**What to do**:
Copy out the rows below without any change, starting at the line that contains "Put a marker on every instance of the woman's nose" and continuing through the last row, with both ends included.

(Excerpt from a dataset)
- - - - -

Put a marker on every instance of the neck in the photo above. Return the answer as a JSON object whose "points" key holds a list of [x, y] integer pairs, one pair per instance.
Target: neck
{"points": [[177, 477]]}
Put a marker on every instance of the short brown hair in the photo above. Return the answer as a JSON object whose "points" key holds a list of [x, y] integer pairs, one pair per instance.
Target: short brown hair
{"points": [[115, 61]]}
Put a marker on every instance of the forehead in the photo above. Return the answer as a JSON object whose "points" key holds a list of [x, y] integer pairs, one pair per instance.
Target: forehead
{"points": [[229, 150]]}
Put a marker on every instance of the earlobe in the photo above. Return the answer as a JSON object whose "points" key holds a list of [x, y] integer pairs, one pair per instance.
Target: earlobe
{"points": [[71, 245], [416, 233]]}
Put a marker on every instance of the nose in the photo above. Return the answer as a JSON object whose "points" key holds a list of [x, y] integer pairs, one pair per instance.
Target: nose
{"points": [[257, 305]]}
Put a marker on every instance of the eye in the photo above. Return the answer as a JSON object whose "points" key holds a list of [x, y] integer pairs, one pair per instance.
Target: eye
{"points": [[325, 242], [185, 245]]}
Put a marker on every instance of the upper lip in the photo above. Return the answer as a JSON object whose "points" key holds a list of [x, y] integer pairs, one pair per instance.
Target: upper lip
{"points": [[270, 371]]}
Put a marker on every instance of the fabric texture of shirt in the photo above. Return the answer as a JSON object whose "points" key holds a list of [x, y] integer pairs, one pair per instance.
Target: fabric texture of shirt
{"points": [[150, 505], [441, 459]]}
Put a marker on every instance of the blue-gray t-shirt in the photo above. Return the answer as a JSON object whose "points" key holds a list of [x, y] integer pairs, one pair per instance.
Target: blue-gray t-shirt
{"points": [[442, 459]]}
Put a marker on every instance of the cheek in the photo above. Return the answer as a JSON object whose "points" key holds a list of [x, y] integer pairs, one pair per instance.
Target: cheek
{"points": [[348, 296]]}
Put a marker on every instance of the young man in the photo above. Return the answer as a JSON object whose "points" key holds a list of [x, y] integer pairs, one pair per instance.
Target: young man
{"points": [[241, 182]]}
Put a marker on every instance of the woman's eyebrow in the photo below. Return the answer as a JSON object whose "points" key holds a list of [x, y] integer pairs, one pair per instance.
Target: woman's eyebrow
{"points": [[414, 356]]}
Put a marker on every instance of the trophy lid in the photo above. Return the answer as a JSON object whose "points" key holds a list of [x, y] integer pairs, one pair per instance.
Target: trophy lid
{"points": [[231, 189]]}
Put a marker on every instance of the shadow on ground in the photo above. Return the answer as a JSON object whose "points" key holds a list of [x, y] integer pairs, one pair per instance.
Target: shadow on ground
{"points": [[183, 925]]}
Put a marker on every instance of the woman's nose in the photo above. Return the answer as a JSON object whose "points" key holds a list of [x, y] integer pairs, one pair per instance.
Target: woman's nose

- - - - -

**Complete answer**:
Put a marker on every instance of the woman's nose in the photo above. Return the answer as a JSON object whose "points" key holds a list of [x, y] integer pairs, one pair per instance.
Target: woman's nose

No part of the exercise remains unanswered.